SET PROBLEM: Set down the material once more, exactly as it appears.

AVAILABLE DATA:
◆ ◆ ◆ ◆ ◆

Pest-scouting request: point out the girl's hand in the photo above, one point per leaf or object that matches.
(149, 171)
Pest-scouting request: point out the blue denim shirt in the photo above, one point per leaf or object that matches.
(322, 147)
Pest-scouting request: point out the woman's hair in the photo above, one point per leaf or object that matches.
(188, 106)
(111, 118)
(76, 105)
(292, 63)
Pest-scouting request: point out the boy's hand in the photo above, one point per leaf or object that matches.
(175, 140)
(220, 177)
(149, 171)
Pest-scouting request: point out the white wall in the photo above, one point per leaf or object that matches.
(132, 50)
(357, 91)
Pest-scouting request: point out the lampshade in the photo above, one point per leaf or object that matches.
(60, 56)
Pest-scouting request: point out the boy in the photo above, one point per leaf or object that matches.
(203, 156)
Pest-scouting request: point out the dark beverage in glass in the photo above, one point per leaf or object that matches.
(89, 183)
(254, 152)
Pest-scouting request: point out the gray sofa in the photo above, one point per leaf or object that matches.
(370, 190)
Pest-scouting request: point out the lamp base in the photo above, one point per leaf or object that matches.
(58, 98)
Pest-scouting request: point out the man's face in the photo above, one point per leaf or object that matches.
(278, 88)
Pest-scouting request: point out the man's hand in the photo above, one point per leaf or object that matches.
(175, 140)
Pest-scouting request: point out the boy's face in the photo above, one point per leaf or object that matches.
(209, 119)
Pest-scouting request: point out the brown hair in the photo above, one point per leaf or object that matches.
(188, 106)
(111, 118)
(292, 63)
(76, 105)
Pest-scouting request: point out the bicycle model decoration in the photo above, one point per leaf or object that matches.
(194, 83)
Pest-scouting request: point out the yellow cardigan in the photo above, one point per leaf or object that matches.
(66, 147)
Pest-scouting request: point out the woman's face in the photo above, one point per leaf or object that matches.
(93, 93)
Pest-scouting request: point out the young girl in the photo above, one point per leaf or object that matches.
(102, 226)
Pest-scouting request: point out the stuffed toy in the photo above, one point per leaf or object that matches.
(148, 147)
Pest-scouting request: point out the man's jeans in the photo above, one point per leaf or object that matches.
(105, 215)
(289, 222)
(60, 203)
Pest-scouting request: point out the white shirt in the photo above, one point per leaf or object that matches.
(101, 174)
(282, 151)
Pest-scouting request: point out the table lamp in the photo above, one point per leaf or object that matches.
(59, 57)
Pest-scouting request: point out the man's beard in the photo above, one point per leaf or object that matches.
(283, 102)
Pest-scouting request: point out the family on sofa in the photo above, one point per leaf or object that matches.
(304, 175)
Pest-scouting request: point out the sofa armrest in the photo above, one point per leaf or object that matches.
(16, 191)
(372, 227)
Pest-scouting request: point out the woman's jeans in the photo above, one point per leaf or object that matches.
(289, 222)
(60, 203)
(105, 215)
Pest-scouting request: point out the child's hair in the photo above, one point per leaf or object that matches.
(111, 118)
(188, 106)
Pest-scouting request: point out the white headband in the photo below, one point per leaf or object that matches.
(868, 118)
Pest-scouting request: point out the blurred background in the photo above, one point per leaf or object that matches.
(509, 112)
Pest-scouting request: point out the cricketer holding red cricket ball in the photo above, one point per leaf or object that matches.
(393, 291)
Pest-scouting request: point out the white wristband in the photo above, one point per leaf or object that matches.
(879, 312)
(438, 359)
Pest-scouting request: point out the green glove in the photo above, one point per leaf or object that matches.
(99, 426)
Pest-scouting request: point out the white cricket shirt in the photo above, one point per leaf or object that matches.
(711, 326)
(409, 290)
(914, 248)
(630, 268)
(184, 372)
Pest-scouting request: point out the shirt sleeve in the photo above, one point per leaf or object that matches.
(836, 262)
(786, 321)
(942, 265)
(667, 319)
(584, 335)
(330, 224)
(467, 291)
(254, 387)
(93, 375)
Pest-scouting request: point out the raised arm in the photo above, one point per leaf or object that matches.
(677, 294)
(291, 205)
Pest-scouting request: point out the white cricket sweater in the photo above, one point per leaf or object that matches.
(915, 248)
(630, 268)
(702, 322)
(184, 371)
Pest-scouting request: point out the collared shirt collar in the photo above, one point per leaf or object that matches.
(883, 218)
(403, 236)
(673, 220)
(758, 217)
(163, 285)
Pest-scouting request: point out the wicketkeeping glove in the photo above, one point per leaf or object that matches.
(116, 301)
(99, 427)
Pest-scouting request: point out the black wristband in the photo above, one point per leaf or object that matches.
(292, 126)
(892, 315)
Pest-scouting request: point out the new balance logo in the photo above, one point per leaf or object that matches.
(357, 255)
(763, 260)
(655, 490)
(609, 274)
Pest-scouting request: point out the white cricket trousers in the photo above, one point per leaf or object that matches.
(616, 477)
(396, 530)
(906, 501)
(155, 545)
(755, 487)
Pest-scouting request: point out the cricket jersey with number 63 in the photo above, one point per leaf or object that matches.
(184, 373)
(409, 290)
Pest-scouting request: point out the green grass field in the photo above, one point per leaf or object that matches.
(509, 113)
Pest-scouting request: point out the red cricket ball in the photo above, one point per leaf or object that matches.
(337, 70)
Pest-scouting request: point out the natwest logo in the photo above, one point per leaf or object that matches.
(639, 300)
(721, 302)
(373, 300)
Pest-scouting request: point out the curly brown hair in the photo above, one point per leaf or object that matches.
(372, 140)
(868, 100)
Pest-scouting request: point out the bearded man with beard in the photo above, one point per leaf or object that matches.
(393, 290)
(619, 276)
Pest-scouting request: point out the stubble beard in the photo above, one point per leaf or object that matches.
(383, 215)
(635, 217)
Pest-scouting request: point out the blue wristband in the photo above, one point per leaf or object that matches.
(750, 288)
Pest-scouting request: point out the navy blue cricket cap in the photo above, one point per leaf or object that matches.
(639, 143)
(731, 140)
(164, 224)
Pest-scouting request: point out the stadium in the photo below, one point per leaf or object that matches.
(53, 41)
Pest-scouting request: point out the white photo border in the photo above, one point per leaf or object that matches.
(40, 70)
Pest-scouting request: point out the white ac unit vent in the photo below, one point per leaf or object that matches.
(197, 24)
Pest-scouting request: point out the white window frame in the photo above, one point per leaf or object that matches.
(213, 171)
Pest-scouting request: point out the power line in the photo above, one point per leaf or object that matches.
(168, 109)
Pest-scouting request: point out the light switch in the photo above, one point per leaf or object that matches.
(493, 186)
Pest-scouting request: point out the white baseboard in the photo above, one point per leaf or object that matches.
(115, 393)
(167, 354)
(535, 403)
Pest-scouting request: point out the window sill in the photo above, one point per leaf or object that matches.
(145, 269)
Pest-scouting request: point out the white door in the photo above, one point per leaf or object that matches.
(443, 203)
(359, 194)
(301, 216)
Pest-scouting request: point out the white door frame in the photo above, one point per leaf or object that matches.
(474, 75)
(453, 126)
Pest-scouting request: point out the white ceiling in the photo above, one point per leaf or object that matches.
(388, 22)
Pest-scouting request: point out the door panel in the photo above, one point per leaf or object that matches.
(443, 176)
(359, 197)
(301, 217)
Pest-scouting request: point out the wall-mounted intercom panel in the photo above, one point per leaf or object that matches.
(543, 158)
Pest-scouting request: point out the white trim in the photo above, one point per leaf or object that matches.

◆ ◆ ◆ ◆ ◆

SOLUTION FOR THIS TASK:
Pest-scouting request: point out the girl's hand in the photo above, one point per leaf or object that matches.
(149, 171)
Pest-scouting request: point out the blue denim shirt in the photo above, one point per leaf or object that matches.
(322, 147)
Pest-scouting request: point out the woman's hair in the photo above, one point per leaf or object that matches.
(188, 106)
(111, 118)
(76, 105)
(292, 63)
Pest-scouting request: point out the boy's hand in the photo above, one point per leaf or object that matches.
(175, 140)
(220, 177)
(149, 171)
Pest-scouting request: point out the white wall in the photo above, one point per leaf or object that matches.
(132, 50)
(357, 91)
Pest-scouting request: point out the lampshade in the photo above, one point per leaf or object that matches.
(60, 56)
Pest-scouting request: point out the boy in the photo above, one point per leaf or object that matches.
(203, 156)
Pest-scouting request: point out the dark beverage in glass in the photo above, one point per leaf or object that matches.
(89, 183)
(254, 152)
Pest-scouting request: point out the gray sofa in the photo above, one point per leaf or object that matches.
(370, 190)
Pest-scouting request: point out the lamp base in the photo above, one point per leaf or object that matches.
(58, 98)
Pest-scouting request: point out the man's face in the photo above, one point per leaf or object that matches.
(278, 88)
Pest-scouting request: point out the man's hand in the photo above, one point per leaf or object that matches.
(175, 140)
Pest-scouting request: point out the boy's face in the photo above, one point per leaf or object that matches.
(209, 119)
Pest-scouting request: point out the brown hair in the photo above, one point per leaf or object that matches.
(188, 106)
(111, 118)
(292, 63)
(76, 105)
Pest-scouting request: point out the bicycle model decoration in the photo above, one point per leaf or object that matches.
(194, 83)
Pest-scouting request: point out the yellow cardigan in the photo above, one point per leaf or object that matches.
(66, 147)
Pest-scouting request: point out the woman's face in the photo above, one point per leaf or object that matches.
(93, 93)
Pest-scouting request: point out the young girl in the photo above, one point per leaf or object that matches.
(102, 226)
Pest-scouting request: point out the stuffed toy in the photo above, one point per leaf or object that matches.
(148, 147)
Pest-scouting request: point out the man's jeans in the photo above, one point per leaf or object that matches.
(105, 215)
(289, 222)
(60, 203)
Pest-scouting request: point out the white shirt in the photo above, one point per leaf or object that matches.
(101, 174)
(282, 151)
Pest-scouting request: point out the table lamp in the photo above, one point per leaf or object that matches.
(59, 57)
Pest-scouting request: point out the man's beard in the photo above, one point per leaf or object that matches.
(283, 102)
Pest-scouting request: point out the family on sofa in the photo above, one point per leaf or object that matches.
(304, 175)
Pest-scouting request: point out the sofa armrest in the photo above, one point per leaf or object that matches.
(16, 191)
(372, 227)
Pest-scouting request: point out the woman's jeans in the photo above, one point per leaf or object that matches.
(289, 222)
(60, 203)
(105, 215)
Pest-scouting request: point out the child's hair in the photo above, one point per leaf or object that matches.
(111, 118)
(188, 106)
Pest-scouting request: point out the white headband in the photo below, one point per leaf or object that matches.
(868, 118)
Pest-scouting request: point out the blurred background in the photo above, one point per leaf or object that matches.
(509, 112)
Pest-scouting request: point out the cricketer holding red cricket ball in the photo above, one point per leaf or object that matches.
(393, 291)
Pest-scouting request: point out the white wristband in the photo above, one point per leaf or object that matches.
(879, 312)
(438, 359)
Pest-scouting request: point out the green glove in the photo above, one point per leaf or object that matches.
(99, 426)
Pest-scouting request: point out the white cricket shirt in the photo above, one point per leaf or object that matches.
(711, 326)
(409, 290)
(914, 248)
(630, 268)
(184, 372)
Pest-scouting request: point out the shirt sleeve in the photo above, one point per leaf or object that matches.
(836, 262)
(786, 321)
(942, 265)
(667, 319)
(584, 335)
(330, 224)
(467, 291)
(254, 387)
(93, 375)
Pest-scouting request: point out the raised arm in the photo above, one point per leaf or object that matches.
(677, 294)
(291, 205)
Pest-scouting request: point out the white cricket sweater in the photo above, one point per leaf or object that matches.
(915, 248)
(630, 268)
(702, 322)
(184, 371)
Pest-scouting request: point out the collared shirt collar in the photo above, one point per leaf or object that matches.
(883, 218)
(403, 236)
(673, 220)
(758, 217)
(163, 285)
Pest-scouting request: point out the wicketkeeping glove in the photo above, one point per leaf or object that matches.
(116, 301)
(99, 427)
Pest-scouting request: point out the black wristband in the photo above, one point per leaf or object that matches.
(292, 126)
(892, 315)
Pest-scouting request: point out the new balance logo in the photo above, one point per leaf or object that matches.
(357, 255)
(763, 260)
(655, 490)
(609, 274)
Pest-scouting request: point out the white cricket trousers in the photo above, one point per leaf or object that matches.
(616, 477)
(396, 530)
(906, 501)
(155, 545)
(755, 487)
Pest-scouting request: point out the cricket jersey with number 63 in the photo above, one point per leaf or object that matches.
(184, 373)
(409, 290)
Pest-scouting request: point out the green grass field in the photo above, one point per leaf or object that matches.
(509, 113)
Pest-scouting request: point out the red cricket ball in the photo above, one point per leaf or object that matches.
(337, 70)
Pest-scouting request: point out the natwest logo in the photo above, one point per leaf or object that matches.
(639, 300)
(721, 302)
(373, 300)
Pest-scouting request: point out the curly brown hair in the photo above, one point per leaf or object that matches.
(372, 140)
(868, 100)
Pest-scouting request: point out the bearded man with beard in the photo above, one point per leaf or object that matches.
(393, 290)
(619, 276)
Pest-scouting request: point out the stubble beard in the photo above, one point per leaf or object that matches.
(383, 215)
(635, 217)
Pest-scouting request: point out the blue wristband in the photo above, one point per leaf or object that matches.
(750, 288)
Pest-scouting request: point out the navy blue cricket cap in the photo above, one point per leaf or object that matches.
(639, 143)
(731, 140)
(164, 224)
Pest-scouting request: point out the stadium in the photo below, one point per leaf or object that matches.
(53, 41)
Pest-scouting request: point out the white photo border in the photo above, one point per leaf or object that matches.
(40, 70)
Pest-scouting request: point out the white ac unit vent in the photo below, one point per leaf or object that matches.
(197, 24)
Pest-scouting request: point out the white window frame in the photo above, one point per leaf or object that matches.
(213, 171)
Pest-scouting request: point out the power line in the photo above, one point per leaf or object that matches.
(168, 109)
Pest-scouting request: point out the light switch in the photo above, one point per leaf or object that matches.
(493, 186)
Pest-scouting request: point out the white baseboard in the photo above, one point per leaf or object that matches.
(115, 393)
(167, 354)
(535, 403)
Pest-scouting request: point out the window sill in the photo above, one point per leaf or object that matches.
(145, 269)
Pest-scouting request: point out the white door in the photo above, one point per leaf or object that matches.
(443, 203)
(359, 194)
(301, 216)
Pest-scouting request: point out the white door frame in the photo above, one point per leaf or object that matches.
(474, 75)
(453, 126)
Pest-scouting request: point out the white ceiling in the photo above, one point per leaf or object that matches.
(388, 22)
Pest-scouting request: point out the door panel in the photo above, one point per leaf or object that matches.
(443, 176)
(359, 197)
(301, 217)
Pest-scouting request: point out the wall-mounted intercom panel in the photo above, one point per leaf or object that matches.
(543, 158)
Pest-scouting request: point out the white trim in the photo above, one point per leaf or object that matches.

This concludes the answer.